Verilerde "bridge tower, one" ifadesinin geçtiği satırdan başlayıp verilerin son satırına kadar giden satırları, iki uç satır da dahil olmak üzere, hiç değiştirmeden çıktı olarak verin.

▸ **Alıştırma verileri**:
========
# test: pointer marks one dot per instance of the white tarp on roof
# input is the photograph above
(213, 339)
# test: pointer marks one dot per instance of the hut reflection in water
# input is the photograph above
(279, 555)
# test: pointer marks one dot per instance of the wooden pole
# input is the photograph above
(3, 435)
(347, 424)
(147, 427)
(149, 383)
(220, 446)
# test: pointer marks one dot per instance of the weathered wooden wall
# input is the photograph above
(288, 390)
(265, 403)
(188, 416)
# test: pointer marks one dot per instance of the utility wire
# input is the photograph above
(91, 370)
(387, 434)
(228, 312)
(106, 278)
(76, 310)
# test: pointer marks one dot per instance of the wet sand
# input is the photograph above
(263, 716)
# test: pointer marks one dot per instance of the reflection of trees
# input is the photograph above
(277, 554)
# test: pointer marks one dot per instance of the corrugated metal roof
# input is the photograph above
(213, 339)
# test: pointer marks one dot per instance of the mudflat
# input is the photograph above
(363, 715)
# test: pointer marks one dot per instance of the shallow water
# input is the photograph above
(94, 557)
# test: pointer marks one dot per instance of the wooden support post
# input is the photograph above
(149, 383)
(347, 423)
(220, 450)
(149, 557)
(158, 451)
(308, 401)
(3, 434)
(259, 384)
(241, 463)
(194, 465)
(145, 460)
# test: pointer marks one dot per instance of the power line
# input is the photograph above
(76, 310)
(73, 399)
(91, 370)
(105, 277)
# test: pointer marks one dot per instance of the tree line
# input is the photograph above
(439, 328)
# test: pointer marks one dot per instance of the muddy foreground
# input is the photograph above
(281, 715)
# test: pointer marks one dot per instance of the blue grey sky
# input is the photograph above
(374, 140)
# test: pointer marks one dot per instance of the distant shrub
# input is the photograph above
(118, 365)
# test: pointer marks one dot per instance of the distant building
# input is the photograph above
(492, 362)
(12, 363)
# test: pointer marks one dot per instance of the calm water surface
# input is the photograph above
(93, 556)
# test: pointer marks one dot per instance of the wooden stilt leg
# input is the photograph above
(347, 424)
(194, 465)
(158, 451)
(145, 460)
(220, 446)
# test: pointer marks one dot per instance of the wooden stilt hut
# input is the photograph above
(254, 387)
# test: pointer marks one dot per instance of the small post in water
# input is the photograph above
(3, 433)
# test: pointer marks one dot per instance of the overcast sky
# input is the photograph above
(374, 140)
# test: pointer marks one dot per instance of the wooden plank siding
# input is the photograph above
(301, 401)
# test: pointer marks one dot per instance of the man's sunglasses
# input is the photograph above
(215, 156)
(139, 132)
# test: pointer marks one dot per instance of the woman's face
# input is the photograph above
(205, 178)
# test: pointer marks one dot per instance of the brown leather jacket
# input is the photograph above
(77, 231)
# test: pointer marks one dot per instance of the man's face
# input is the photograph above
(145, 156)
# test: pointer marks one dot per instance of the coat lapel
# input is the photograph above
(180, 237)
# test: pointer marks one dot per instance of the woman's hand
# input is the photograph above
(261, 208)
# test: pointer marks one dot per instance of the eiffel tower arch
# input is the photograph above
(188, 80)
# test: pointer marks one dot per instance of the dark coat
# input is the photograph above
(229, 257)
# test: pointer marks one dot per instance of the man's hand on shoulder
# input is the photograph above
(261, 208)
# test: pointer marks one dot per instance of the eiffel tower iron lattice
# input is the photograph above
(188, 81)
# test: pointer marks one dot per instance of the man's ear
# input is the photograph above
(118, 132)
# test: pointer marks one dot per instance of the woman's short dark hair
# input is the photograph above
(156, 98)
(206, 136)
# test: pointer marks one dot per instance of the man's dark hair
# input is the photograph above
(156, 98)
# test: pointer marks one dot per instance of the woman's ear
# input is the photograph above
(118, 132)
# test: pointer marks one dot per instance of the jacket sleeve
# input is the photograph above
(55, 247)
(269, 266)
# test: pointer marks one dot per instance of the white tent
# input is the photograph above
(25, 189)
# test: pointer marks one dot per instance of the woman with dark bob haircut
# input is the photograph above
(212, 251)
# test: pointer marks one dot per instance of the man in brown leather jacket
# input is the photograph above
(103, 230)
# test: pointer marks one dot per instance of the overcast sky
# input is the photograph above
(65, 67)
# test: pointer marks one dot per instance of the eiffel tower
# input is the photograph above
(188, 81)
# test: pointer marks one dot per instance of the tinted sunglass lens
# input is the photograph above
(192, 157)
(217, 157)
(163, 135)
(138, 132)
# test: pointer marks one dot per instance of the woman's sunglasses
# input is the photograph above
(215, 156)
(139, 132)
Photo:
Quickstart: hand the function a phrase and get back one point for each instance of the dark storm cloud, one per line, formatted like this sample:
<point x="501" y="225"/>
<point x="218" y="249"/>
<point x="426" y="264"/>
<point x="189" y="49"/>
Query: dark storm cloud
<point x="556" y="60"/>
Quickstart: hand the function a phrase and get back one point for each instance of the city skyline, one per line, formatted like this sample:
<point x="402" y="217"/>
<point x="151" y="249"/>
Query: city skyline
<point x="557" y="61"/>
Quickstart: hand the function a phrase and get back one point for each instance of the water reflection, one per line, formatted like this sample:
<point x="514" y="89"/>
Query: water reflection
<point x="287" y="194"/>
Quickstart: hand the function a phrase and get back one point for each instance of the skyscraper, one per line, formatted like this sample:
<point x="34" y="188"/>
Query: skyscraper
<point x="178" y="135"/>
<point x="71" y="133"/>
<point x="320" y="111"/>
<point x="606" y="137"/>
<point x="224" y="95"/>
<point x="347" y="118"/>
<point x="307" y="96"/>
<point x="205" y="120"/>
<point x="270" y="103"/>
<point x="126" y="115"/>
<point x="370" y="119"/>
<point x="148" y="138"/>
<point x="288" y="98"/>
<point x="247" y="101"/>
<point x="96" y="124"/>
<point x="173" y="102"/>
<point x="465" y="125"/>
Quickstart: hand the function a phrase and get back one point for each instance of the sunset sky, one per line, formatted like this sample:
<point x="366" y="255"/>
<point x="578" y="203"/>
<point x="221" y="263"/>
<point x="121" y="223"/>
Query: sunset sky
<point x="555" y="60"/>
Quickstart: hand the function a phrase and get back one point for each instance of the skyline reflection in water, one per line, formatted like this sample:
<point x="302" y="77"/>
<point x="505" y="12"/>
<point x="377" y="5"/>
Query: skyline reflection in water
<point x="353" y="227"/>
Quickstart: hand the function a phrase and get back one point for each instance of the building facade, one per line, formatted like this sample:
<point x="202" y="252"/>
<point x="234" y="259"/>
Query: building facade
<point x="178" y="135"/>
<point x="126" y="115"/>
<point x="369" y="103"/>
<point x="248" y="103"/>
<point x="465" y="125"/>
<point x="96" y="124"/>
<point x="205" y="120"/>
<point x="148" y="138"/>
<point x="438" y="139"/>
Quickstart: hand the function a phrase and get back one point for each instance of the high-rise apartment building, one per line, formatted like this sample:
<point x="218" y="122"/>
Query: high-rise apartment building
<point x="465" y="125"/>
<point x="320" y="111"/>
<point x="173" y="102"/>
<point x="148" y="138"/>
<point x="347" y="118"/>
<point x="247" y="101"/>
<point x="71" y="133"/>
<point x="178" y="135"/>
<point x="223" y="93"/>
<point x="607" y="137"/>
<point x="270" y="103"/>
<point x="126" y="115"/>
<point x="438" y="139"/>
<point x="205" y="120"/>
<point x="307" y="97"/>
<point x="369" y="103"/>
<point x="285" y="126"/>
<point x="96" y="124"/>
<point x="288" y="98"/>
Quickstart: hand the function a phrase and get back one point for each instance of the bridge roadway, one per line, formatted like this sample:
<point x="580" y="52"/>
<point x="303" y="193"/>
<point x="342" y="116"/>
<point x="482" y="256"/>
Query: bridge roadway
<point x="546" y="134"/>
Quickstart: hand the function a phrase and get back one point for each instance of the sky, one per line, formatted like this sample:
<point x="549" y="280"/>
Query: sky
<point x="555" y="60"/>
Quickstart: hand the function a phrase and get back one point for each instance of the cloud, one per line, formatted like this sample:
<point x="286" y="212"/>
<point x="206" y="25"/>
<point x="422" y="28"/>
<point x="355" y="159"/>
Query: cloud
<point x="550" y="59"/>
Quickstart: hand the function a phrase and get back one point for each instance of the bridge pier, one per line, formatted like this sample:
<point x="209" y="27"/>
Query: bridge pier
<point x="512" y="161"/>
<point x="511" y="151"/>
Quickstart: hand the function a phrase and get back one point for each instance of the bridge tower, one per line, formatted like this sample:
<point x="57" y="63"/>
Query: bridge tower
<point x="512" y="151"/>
========
▸ **Eksiksiz yanıt**:
Quickstart: hand the function a phrase and get back one point for each instance of the bridge tower, one per line, formatted like this sample:
<point x="57" y="63"/>
Query: bridge tower
<point x="512" y="151"/>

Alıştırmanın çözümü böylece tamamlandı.